--- Exercise inputs ---
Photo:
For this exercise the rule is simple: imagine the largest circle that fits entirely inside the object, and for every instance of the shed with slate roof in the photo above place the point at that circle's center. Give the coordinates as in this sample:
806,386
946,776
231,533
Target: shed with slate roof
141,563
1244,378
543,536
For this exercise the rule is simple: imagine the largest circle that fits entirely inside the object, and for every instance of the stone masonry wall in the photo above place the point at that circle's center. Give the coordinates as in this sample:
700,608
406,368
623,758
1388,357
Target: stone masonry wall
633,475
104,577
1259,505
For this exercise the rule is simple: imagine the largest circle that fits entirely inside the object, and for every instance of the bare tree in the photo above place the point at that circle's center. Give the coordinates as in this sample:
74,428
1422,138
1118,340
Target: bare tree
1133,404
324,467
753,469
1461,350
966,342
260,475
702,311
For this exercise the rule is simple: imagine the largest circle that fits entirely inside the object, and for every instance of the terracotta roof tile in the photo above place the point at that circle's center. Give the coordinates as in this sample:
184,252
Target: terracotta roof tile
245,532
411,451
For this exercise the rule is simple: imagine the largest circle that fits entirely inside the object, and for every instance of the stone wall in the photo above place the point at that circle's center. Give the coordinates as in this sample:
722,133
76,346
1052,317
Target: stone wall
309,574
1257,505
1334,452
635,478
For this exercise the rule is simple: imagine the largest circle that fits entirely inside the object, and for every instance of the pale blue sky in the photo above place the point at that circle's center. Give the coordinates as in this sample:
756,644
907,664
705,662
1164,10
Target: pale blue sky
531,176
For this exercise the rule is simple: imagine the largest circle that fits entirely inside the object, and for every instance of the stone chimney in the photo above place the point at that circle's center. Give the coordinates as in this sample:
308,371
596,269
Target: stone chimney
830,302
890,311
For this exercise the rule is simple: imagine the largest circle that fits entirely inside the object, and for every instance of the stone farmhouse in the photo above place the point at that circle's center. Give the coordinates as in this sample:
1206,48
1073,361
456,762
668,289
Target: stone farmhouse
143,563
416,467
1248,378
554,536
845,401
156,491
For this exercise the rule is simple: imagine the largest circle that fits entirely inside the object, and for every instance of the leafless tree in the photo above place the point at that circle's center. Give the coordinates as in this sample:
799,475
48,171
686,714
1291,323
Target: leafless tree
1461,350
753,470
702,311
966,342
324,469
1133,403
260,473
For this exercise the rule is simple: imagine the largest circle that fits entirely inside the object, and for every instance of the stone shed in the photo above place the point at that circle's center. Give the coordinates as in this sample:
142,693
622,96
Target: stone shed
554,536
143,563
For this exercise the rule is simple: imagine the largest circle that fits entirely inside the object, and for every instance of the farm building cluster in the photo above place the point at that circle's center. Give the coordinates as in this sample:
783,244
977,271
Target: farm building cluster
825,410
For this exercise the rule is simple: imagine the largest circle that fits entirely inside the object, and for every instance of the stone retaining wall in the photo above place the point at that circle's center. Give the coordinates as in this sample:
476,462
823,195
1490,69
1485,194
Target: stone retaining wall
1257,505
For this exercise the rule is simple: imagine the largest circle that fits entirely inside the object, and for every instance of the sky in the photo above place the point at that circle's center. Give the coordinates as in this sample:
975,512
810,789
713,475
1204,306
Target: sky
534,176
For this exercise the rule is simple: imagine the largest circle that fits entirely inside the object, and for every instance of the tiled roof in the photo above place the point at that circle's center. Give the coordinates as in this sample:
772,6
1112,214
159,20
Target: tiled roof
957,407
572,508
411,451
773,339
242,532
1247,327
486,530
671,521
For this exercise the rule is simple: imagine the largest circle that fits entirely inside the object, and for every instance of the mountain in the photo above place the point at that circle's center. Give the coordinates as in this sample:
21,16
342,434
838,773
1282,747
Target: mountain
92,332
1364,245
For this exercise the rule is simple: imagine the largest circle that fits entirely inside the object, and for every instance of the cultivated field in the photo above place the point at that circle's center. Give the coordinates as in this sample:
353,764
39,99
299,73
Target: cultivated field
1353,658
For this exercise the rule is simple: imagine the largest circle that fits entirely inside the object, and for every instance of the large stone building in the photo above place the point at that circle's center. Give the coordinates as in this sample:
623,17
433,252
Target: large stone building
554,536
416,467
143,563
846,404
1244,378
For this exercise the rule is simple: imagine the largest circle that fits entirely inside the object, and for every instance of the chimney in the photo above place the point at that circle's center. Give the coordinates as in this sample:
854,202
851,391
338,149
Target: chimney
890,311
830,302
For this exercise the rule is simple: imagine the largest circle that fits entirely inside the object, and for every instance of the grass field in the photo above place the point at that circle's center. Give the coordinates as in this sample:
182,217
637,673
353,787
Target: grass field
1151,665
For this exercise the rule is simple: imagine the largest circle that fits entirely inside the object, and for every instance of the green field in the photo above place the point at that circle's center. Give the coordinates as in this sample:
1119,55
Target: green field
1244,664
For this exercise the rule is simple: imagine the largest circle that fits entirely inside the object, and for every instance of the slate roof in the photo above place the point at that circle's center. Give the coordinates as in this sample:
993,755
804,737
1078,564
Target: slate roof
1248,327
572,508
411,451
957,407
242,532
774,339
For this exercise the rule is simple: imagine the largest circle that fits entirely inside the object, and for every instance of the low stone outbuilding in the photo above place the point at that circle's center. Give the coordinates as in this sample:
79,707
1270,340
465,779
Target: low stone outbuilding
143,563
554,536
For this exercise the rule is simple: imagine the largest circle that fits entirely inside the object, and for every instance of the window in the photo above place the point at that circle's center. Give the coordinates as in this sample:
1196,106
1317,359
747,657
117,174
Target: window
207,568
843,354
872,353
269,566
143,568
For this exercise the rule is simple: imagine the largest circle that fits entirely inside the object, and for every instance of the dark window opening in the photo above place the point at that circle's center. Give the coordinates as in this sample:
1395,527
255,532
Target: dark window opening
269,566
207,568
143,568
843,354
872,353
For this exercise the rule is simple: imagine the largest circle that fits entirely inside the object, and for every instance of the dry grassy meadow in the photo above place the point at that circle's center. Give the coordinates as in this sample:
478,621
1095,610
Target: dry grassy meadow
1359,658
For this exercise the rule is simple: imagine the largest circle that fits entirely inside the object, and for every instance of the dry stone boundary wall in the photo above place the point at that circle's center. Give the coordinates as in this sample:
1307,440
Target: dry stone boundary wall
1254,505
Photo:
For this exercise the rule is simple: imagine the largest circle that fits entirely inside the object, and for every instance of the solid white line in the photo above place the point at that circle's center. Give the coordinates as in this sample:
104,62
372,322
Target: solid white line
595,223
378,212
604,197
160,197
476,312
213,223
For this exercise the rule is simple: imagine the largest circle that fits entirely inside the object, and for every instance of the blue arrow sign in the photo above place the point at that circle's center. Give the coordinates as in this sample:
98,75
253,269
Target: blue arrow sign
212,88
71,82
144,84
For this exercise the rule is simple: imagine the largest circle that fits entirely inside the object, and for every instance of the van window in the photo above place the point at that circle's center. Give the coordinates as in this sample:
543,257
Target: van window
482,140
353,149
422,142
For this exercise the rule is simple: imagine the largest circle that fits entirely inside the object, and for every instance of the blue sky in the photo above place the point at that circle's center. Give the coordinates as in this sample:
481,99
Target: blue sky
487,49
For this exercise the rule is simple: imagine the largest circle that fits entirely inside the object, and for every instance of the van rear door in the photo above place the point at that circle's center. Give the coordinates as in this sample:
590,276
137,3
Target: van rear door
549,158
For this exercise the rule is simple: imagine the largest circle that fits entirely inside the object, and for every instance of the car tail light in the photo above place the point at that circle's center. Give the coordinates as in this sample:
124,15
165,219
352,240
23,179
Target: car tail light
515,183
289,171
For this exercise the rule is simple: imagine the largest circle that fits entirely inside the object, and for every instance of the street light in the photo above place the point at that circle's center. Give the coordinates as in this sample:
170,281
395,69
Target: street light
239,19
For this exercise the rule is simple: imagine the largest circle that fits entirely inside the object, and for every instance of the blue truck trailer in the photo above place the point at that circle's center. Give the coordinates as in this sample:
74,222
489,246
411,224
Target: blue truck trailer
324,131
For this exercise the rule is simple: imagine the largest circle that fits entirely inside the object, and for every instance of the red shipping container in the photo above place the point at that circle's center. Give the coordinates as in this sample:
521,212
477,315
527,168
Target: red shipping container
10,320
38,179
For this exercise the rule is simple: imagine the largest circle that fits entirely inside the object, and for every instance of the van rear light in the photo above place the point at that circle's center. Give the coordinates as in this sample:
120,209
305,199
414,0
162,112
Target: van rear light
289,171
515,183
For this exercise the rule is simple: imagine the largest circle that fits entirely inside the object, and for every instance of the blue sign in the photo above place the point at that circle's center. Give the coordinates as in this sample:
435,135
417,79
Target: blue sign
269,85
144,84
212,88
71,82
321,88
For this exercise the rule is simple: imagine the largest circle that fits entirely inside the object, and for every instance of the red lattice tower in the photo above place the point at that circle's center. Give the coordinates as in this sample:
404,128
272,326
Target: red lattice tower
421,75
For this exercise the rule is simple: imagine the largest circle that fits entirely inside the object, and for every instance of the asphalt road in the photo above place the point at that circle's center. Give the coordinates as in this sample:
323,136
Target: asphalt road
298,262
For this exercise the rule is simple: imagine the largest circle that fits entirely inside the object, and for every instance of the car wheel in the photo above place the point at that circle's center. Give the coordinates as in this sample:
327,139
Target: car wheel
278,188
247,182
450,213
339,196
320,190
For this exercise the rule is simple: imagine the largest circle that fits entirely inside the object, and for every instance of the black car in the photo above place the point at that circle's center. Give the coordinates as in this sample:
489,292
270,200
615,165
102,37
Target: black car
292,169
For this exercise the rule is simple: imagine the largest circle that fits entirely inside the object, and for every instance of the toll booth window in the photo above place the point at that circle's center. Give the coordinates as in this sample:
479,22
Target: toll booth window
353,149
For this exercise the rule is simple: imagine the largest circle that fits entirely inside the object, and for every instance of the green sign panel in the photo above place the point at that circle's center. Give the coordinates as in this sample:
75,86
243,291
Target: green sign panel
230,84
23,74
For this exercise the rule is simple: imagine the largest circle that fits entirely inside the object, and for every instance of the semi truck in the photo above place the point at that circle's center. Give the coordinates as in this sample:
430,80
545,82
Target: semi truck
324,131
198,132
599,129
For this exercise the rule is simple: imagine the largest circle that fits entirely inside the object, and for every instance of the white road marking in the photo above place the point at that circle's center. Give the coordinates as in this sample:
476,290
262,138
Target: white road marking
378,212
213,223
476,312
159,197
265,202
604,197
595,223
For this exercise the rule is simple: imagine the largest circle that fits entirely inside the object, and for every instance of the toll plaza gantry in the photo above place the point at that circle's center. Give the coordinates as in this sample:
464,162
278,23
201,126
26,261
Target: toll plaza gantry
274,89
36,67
---
Aim
Your answer should consist only of the lines from the one with "of the white" through the end of the data above, reproduced exactly.

Solution for this task
For this exercise the rule is simple: imagine the largest circle that fits entirely inside the object, and for every instance of the white road marking in the photo above place the point at that circle's center. Give the coordinates as in this sample:
476,290
262,138
Target: white road marking
378,212
213,223
476,312
159,197
265,202
604,197
595,223
For this exercise the rule is simple: imagine the largest circle that fits entirely inside the object, and for every instance of the toll plaza gantry in the photo above place the point at that circle's center. Give the coordinates as in this sample:
464,162
278,23
201,126
26,261
Target: toll plaza gantry
274,89
36,67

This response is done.